= WHAT IS NEEDED =
Print the lines between the one containing "Within this scene, the carved stone panel—where" and the one containing "[95,416,295,481]", inclusive, copying each exactly.

= Collected data entries =
%%
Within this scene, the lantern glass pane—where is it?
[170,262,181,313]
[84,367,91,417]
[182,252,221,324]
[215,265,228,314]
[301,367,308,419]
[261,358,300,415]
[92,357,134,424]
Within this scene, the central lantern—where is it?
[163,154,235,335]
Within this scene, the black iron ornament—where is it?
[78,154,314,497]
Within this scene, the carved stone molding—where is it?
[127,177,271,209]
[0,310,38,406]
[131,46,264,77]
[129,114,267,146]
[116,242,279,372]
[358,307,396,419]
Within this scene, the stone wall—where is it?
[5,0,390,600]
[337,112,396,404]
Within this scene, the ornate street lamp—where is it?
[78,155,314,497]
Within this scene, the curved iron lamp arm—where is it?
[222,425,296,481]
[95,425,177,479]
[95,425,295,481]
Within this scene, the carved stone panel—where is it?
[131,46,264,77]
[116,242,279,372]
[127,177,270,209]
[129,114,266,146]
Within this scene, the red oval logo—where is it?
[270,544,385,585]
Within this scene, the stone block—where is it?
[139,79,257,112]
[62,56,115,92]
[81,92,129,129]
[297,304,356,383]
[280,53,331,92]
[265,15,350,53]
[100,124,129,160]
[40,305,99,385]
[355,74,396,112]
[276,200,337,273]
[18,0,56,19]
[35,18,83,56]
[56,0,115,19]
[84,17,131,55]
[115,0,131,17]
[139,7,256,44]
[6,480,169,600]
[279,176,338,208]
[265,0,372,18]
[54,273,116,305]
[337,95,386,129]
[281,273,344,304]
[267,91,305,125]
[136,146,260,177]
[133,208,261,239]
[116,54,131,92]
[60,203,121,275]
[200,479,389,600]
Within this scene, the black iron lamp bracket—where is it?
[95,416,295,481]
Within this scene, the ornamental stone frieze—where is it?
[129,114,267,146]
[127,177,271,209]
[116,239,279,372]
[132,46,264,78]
%%
%%
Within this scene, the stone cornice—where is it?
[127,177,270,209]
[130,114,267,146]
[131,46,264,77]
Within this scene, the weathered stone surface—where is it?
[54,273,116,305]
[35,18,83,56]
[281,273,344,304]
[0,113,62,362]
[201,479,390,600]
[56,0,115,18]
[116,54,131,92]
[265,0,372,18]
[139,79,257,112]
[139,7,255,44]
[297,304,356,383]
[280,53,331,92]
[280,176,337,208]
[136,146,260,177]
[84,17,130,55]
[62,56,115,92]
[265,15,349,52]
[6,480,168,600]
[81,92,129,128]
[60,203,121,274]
%%
= REPLY =
Within this scene, the carved stone panel—where is it?
[131,46,264,77]
[116,242,279,372]
[127,177,270,209]
[129,114,266,146]
Within this scene, the red oval logo—where is it?
[270,544,385,585]
Within this scene, the stone block—where is it?
[139,79,257,112]
[62,56,115,92]
[81,92,129,129]
[297,304,356,383]
[280,53,331,92]
[265,15,350,53]
[100,124,129,160]
[40,305,99,385]
[355,74,396,112]
[276,200,337,273]
[18,0,56,19]
[35,18,83,56]
[56,0,115,19]
[84,17,131,55]
[115,0,131,17]
[139,7,256,44]
[6,480,169,600]
[279,176,338,208]
[265,0,372,18]
[54,273,116,305]
[337,95,386,129]
[281,273,344,304]
[267,91,305,125]
[136,146,260,177]
[133,208,261,239]
[116,54,131,92]
[60,203,121,275]
[200,479,389,600]
Within this scene, the black iron lamp bracket—where is it?
[95,416,295,481]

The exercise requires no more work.